Directive
Starting at the row containing "Where can the canal" and continuing through the final row, substitute "barrier" for every "wall" and return those rows with nothing else changed.

┄┄┄┄┄┄

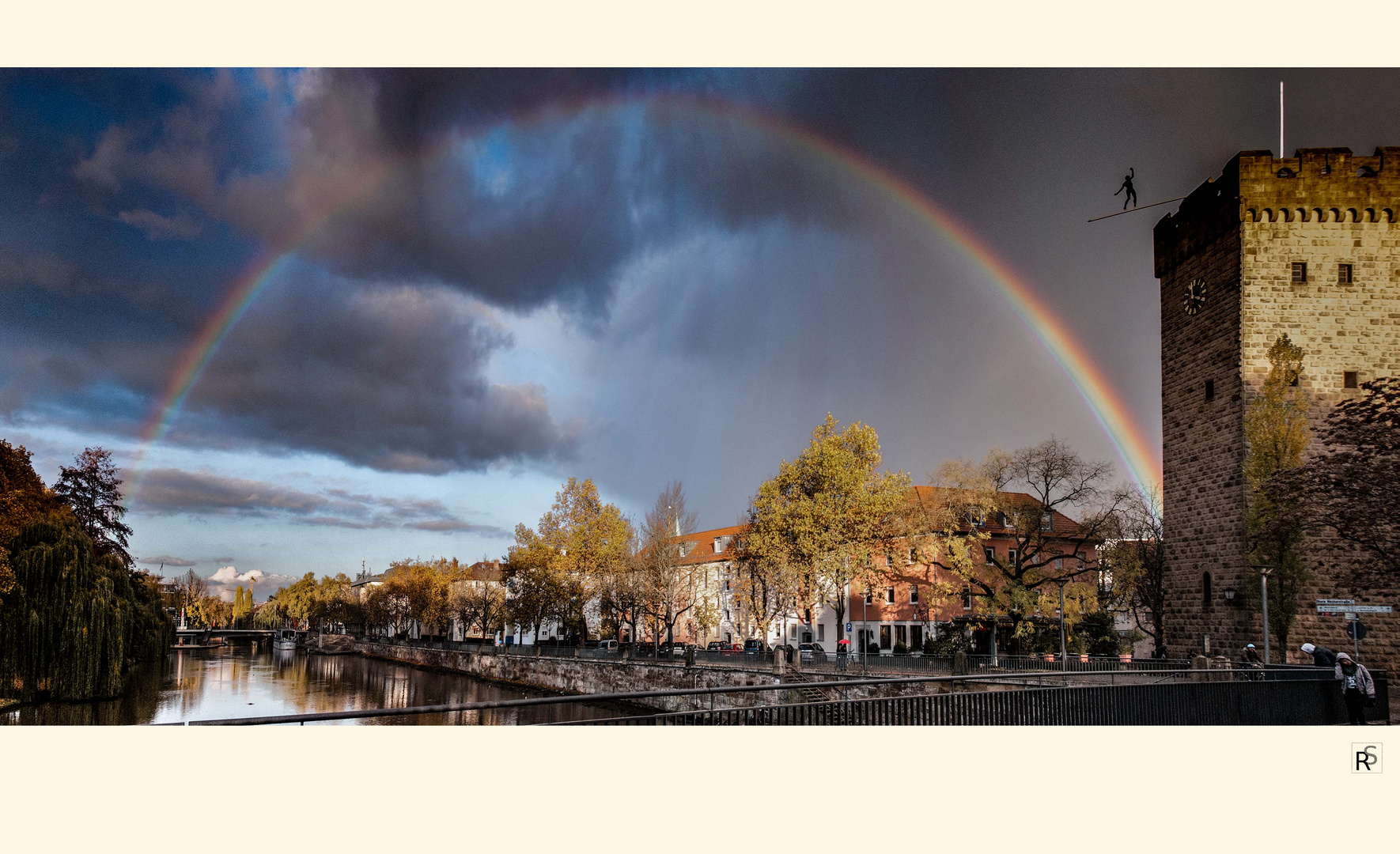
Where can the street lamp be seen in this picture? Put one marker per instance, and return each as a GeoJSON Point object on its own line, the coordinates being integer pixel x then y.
{"type": "Point", "coordinates": [1065, 654]}
{"type": "Point", "coordinates": [1263, 595]}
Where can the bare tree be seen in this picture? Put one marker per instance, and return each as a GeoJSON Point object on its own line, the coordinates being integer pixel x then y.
{"type": "Point", "coordinates": [1047, 542]}
{"type": "Point", "coordinates": [671, 590]}
{"type": "Point", "coordinates": [1134, 561]}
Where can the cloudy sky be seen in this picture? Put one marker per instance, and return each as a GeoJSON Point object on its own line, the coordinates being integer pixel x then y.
{"type": "Point", "coordinates": [480, 283]}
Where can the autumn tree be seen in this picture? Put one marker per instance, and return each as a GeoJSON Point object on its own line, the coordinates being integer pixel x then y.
{"type": "Point", "coordinates": [1350, 492]}
{"type": "Point", "coordinates": [93, 490]}
{"type": "Point", "coordinates": [24, 500]}
{"type": "Point", "coordinates": [819, 524]}
{"type": "Point", "coordinates": [1276, 436]}
{"type": "Point", "coordinates": [578, 542]}
{"type": "Point", "coordinates": [478, 603]}
{"type": "Point", "coordinates": [1047, 543]}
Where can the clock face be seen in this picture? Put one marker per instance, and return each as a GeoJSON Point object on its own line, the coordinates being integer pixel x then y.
{"type": "Point", "coordinates": [1194, 296]}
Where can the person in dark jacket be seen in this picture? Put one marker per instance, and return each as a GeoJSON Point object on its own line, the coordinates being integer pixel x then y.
{"type": "Point", "coordinates": [1357, 688]}
{"type": "Point", "coordinates": [1322, 656]}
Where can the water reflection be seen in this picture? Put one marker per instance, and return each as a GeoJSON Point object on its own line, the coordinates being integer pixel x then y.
{"type": "Point", "coordinates": [245, 681]}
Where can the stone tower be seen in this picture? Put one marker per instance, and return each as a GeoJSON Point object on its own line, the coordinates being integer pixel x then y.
{"type": "Point", "coordinates": [1307, 245]}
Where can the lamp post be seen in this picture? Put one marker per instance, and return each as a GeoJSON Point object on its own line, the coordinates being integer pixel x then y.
{"type": "Point", "coordinates": [1065, 652]}
{"type": "Point", "coordinates": [1263, 597]}
{"type": "Point", "coordinates": [864, 632]}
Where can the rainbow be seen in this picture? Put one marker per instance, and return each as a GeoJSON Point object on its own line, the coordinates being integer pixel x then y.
{"type": "Point", "coordinates": [1133, 445]}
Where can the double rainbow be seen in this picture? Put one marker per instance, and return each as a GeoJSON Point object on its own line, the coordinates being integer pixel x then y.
{"type": "Point", "coordinates": [1114, 416]}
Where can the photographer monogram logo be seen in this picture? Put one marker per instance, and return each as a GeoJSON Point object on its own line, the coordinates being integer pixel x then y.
{"type": "Point", "coordinates": [1365, 758]}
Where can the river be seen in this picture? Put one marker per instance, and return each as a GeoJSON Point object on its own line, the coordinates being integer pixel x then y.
{"type": "Point", "coordinates": [245, 681]}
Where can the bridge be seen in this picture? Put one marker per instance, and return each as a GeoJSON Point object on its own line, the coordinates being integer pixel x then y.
{"type": "Point", "coordinates": [195, 637]}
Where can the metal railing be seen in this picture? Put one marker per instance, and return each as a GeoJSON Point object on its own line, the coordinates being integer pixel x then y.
{"type": "Point", "coordinates": [1274, 701]}
{"type": "Point", "coordinates": [1298, 707]}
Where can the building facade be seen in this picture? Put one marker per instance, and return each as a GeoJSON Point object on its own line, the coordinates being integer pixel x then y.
{"type": "Point", "coordinates": [1305, 245]}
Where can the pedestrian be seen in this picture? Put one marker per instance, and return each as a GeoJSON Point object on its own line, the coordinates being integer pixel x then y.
{"type": "Point", "coordinates": [1357, 688]}
{"type": "Point", "coordinates": [1322, 656]}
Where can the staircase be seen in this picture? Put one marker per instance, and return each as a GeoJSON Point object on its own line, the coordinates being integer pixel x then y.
{"type": "Point", "coordinates": [811, 695]}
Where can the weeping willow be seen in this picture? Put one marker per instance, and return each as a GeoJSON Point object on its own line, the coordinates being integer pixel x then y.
{"type": "Point", "coordinates": [76, 621]}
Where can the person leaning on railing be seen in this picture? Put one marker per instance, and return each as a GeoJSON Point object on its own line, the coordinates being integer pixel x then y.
{"type": "Point", "coordinates": [1357, 688]}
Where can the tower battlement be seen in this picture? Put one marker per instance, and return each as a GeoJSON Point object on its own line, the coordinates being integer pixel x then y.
{"type": "Point", "coordinates": [1323, 185]}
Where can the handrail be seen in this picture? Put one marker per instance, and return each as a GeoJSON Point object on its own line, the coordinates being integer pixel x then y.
{"type": "Point", "coordinates": [625, 696]}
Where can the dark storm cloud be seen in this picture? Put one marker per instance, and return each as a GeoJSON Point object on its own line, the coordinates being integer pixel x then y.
{"type": "Point", "coordinates": [521, 194]}
{"type": "Point", "coordinates": [383, 377]}
{"type": "Point", "coordinates": [202, 494]}
{"type": "Point", "coordinates": [168, 561]}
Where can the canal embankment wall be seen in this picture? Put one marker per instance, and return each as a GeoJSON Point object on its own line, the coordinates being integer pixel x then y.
{"type": "Point", "coordinates": [598, 677]}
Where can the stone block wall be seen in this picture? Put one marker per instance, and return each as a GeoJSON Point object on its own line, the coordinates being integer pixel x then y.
{"type": "Point", "coordinates": [1242, 232]}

┄┄┄┄┄┄

Task answer
Where can the canal embankment barrier be seen in this picture? Put one marker per instance, and return each as a GeoJSON Point object on its own line, the coordinates being integer pixel x then y.
{"type": "Point", "coordinates": [598, 677]}
Where can the stone block barrier be seen in this picture? Put one marker per instance, and return each as a GeoJSON Point object on its own line, the coordinates being integer pixel x then y.
{"type": "Point", "coordinates": [1242, 232]}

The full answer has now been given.